DATA SECTION section start

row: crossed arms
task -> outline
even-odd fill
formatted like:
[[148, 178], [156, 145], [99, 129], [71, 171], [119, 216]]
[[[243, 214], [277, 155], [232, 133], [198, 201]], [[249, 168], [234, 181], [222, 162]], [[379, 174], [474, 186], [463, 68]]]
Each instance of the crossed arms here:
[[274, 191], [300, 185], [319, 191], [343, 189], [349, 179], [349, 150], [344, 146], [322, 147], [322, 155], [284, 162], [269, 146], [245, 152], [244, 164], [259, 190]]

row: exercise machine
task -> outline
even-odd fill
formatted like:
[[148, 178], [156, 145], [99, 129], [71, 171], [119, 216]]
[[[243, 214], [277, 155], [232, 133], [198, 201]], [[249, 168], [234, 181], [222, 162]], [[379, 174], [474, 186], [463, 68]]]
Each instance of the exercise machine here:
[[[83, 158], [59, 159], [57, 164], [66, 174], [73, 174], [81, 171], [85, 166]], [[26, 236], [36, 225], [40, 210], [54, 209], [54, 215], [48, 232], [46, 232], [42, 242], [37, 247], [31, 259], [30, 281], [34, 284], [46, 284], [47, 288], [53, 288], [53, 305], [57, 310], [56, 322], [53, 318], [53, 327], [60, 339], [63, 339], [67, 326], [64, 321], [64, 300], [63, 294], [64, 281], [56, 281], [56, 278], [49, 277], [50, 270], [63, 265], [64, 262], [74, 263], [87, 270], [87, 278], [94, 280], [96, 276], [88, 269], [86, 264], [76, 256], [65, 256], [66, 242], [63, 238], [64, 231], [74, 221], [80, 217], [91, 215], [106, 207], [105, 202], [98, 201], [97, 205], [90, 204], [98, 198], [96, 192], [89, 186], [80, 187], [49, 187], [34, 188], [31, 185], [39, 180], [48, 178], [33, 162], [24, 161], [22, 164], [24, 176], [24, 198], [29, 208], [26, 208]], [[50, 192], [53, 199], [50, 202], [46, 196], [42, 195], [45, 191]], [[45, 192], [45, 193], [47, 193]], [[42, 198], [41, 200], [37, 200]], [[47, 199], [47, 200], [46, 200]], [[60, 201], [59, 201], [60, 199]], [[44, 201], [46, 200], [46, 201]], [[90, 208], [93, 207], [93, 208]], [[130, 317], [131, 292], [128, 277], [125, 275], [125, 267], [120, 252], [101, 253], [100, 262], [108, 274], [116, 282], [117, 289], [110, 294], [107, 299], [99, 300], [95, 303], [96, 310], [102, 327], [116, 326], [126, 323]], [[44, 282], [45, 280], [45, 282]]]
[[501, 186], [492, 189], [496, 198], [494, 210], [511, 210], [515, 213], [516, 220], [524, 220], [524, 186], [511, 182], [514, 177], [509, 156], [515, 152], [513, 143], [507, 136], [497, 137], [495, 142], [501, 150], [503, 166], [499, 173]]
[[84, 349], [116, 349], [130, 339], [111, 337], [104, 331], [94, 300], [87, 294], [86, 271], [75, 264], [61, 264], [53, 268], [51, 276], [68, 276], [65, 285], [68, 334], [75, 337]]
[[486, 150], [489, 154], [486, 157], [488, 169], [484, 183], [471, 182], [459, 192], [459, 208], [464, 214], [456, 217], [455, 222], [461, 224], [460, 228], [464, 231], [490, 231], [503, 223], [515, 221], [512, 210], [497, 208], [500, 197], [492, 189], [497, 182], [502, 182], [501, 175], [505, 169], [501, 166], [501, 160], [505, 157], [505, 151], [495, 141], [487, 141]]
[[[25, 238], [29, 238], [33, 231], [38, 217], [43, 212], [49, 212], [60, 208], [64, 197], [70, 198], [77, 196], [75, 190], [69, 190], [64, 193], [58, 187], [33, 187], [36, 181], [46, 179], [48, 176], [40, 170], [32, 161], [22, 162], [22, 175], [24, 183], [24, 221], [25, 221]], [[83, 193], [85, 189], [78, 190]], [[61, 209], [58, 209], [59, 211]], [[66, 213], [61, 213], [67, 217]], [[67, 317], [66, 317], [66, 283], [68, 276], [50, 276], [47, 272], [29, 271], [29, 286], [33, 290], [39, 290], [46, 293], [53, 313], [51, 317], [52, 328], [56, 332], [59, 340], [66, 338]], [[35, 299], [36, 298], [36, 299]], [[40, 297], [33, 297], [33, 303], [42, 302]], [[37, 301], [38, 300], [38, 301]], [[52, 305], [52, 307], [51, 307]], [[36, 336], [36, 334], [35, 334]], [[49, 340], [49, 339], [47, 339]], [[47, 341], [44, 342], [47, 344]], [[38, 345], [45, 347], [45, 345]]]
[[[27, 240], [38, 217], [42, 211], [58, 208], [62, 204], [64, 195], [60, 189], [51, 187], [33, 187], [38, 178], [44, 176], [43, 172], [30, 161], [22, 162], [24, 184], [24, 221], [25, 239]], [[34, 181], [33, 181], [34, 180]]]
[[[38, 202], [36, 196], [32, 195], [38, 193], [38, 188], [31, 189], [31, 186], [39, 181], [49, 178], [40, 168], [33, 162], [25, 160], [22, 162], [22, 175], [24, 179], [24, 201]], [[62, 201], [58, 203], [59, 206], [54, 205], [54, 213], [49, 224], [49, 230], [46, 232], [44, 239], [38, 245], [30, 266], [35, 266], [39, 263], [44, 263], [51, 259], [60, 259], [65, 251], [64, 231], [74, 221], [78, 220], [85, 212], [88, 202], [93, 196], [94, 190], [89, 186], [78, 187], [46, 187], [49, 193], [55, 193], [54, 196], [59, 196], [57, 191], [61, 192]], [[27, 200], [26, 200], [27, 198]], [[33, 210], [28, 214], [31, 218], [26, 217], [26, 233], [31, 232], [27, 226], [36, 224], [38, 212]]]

DATA SECTION section end

ACTION ITEM: Your answer must be the full set of records above, reproduced exactly.

RESPONSE AREA:
row: crossed arms
task -> outline
even-odd fill
formatted like:
[[148, 178], [156, 145], [99, 129], [71, 171], [119, 216]]
[[[243, 214], [277, 155], [232, 133], [198, 201]], [[249, 168], [234, 181], [222, 162]], [[379, 174], [474, 186], [463, 68]]]
Each instance of the crossed arms here:
[[274, 191], [300, 185], [319, 191], [343, 189], [349, 179], [349, 150], [344, 146], [322, 147], [322, 155], [284, 162], [269, 146], [245, 152], [244, 164], [259, 190]]

row: exercise machine
task -> outline
even-odd fill
formatted like:
[[148, 178], [156, 145], [99, 129], [71, 171], [119, 216]]
[[[243, 214], [277, 155], [232, 133], [198, 201]], [[249, 168], [234, 181], [222, 162]], [[379, 174], [474, 186], [463, 68]]]
Each instance of the exercise machine here:
[[[83, 158], [59, 159], [57, 164], [66, 174], [73, 174], [81, 171], [85, 166]], [[26, 236], [36, 225], [40, 210], [54, 209], [54, 215], [48, 232], [46, 232], [42, 242], [37, 247], [31, 259], [30, 281], [34, 284], [46, 284], [47, 288], [53, 288], [53, 305], [57, 310], [56, 322], [53, 318], [53, 327], [60, 339], [63, 339], [67, 326], [64, 321], [64, 300], [63, 294], [64, 281], [56, 281], [56, 278], [49, 277], [50, 270], [63, 265], [64, 262], [74, 263], [87, 270], [87, 278], [94, 280], [96, 276], [88, 269], [86, 264], [76, 256], [65, 256], [66, 242], [63, 238], [64, 231], [74, 221], [80, 217], [91, 215], [106, 207], [105, 202], [98, 201], [97, 205], [90, 204], [98, 198], [96, 192], [89, 186], [80, 187], [49, 187], [34, 188], [31, 185], [39, 180], [48, 178], [33, 162], [24, 161], [22, 164], [24, 176], [24, 198], [29, 208], [26, 208]], [[50, 192], [53, 199], [50, 202], [46, 196], [42, 195], [45, 191]], [[45, 192], [45, 193], [47, 193]], [[42, 198], [41, 200], [37, 200]], [[47, 199], [47, 200], [46, 200]], [[60, 201], [59, 201], [60, 199]], [[44, 201], [46, 200], [46, 201]], [[90, 208], [93, 207], [93, 208]], [[130, 317], [131, 292], [128, 277], [125, 275], [125, 267], [120, 252], [101, 253], [100, 262], [108, 274], [116, 282], [117, 289], [110, 294], [107, 299], [99, 300], [95, 303], [96, 310], [102, 327], [116, 326], [126, 323]], [[44, 282], [45, 280], [45, 282]]]
[[501, 186], [492, 189], [496, 198], [494, 210], [511, 210], [515, 213], [516, 220], [524, 220], [524, 186], [511, 182], [514, 177], [509, 156], [515, 152], [513, 143], [507, 136], [497, 137], [495, 142], [501, 150], [503, 166], [499, 173]]
[[84, 349], [116, 349], [130, 339], [111, 337], [104, 331], [94, 300], [87, 294], [86, 271], [75, 264], [61, 264], [53, 268], [51, 276], [68, 276], [65, 285], [68, 334], [75, 337]]
[[486, 150], [489, 154], [486, 157], [488, 169], [484, 183], [471, 182], [459, 192], [459, 208], [464, 214], [456, 217], [455, 222], [461, 224], [460, 228], [464, 231], [490, 231], [503, 223], [515, 221], [512, 210], [497, 208], [500, 197], [492, 189], [497, 182], [502, 182], [501, 175], [505, 169], [501, 166], [501, 160], [505, 157], [505, 151], [495, 141], [487, 141]]
[[[25, 238], [29, 238], [33, 231], [38, 217], [43, 212], [49, 212], [60, 208], [64, 197], [70, 198], [77, 196], [75, 190], [69, 190], [64, 193], [58, 187], [33, 187], [36, 181], [46, 179], [48, 176], [40, 170], [32, 161], [22, 162], [22, 175], [24, 183], [24, 221], [25, 221]], [[83, 193], [85, 189], [78, 190]], [[61, 209], [58, 209], [59, 211]], [[66, 213], [61, 213], [67, 217]], [[67, 317], [66, 317], [66, 283], [68, 276], [50, 276], [47, 272], [29, 271], [29, 286], [33, 290], [39, 290], [46, 293], [53, 313], [51, 317], [52, 328], [56, 332], [59, 340], [66, 338]], [[35, 299], [36, 298], [36, 299]], [[40, 297], [33, 297], [33, 303], [42, 302]], [[37, 301], [38, 300], [38, 301]], [[52, 305], [52, 307], [51, 307]], [[36, 336], [36, 334], [35, 334]], [[49, 340], [49, 339], [47, 339]], [[47, 341], [44, 342], [47, 344]], [[38, 345], [45, 347], [45, 345]]]
[[[27, 240], [38, 217], [42, 211], [58, 208], [62, 204], [64, 195], [60, 189], [51, 187], [33, 187], [38, 178], [44, 176], [43, 172], [30, 161], [22, 162], [24, 184], [24, 221], [25, 239]], [[34, 181], [33, 181], [34, 180]]]
[[[38, 202], [36, 196], [32, 195], [38, 193], [38, 188], [31, 189], [31, 186], [39, 181], [49, 178], [40, 168], [33, 162], [25, 160], [22, 162], [22, 175], [24, 179], [24, 201]], [[62, 201], [58, 203], [59, 206], [54, 205], [54, 213], [49, 224], [49, 230], [46, 232], [44, 239], [38, 245], [30, 266], [35, 266], [39, 263], [44, 263], [51, 259], [60, 259], [65, 251], [64, 231], [74, 221], [78, 220], [85, 212], [88, 202], [93, 196], [94, 190], [89, 186], [78, 187], [46, 187], [49, 193], [55, 193], [54, 196], [59, 196], [57, 191], [61, 192]], [[27, 200], [26, 200], [27, 198]], [[33, 210], [28, 214], [31, 218], [26, 217], [26, 233], [31, 232], [27, 226], [36, 224], [38, 212]]]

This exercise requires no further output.